**** Data provided

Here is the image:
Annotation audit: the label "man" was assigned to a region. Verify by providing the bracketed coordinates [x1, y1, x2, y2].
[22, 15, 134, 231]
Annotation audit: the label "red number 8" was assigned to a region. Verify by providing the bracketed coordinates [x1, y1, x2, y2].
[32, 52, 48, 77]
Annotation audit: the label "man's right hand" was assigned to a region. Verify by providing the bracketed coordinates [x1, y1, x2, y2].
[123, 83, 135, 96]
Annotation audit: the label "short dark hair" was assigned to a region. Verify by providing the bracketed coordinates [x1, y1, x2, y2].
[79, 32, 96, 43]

********
**** Data provided

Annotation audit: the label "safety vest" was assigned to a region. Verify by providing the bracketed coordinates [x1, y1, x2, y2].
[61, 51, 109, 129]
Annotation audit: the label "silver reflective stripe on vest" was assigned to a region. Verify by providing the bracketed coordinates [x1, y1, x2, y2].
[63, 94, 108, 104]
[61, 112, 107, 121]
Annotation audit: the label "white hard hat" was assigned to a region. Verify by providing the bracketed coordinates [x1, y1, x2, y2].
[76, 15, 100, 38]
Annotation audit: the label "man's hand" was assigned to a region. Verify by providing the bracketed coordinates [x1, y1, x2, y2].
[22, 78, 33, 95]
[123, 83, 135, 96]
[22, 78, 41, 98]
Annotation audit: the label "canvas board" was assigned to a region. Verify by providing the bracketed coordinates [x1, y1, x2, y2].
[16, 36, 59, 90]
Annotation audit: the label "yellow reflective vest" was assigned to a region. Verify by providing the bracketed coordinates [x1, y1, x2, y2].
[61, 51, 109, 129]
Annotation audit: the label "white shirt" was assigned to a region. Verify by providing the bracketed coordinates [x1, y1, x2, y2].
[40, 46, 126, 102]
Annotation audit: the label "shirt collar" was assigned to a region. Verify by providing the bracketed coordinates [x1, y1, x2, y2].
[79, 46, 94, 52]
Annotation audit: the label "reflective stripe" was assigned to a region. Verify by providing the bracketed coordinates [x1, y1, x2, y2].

********
**** Data provided

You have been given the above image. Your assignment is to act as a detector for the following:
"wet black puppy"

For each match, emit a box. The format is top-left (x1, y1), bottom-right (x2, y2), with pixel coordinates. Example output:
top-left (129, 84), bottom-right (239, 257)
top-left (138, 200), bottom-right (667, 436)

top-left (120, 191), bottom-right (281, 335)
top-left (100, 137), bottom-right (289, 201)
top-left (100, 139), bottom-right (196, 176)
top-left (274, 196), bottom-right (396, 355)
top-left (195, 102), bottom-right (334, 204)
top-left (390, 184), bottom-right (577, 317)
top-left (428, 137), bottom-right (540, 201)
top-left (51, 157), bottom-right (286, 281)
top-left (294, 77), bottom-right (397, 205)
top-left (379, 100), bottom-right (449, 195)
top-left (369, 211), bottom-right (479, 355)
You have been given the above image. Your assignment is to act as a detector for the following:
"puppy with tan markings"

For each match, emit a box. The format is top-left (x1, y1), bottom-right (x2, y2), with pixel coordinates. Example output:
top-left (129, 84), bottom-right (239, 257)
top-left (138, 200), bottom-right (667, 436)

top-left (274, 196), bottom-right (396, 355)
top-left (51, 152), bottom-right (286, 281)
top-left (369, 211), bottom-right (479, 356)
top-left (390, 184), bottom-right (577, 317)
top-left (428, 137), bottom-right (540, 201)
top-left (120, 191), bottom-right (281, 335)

********

Aim of the exercise →
Reproduce only the listing lines from the line containing "reflective stripe on" through the line containing "[61, 112, 107, 121]", both included. Keep the request wording unchanged, and raise every box coordinate in the answers by 12.

Solved exercise →
Annotation audit: the label "silver reflective stripe on vest" was assigned to a region. Verify by providing the bracketed coordinates [x1, y1, x2, y2].
[75, 106, 120, 116]
[73, 124, 119, 133]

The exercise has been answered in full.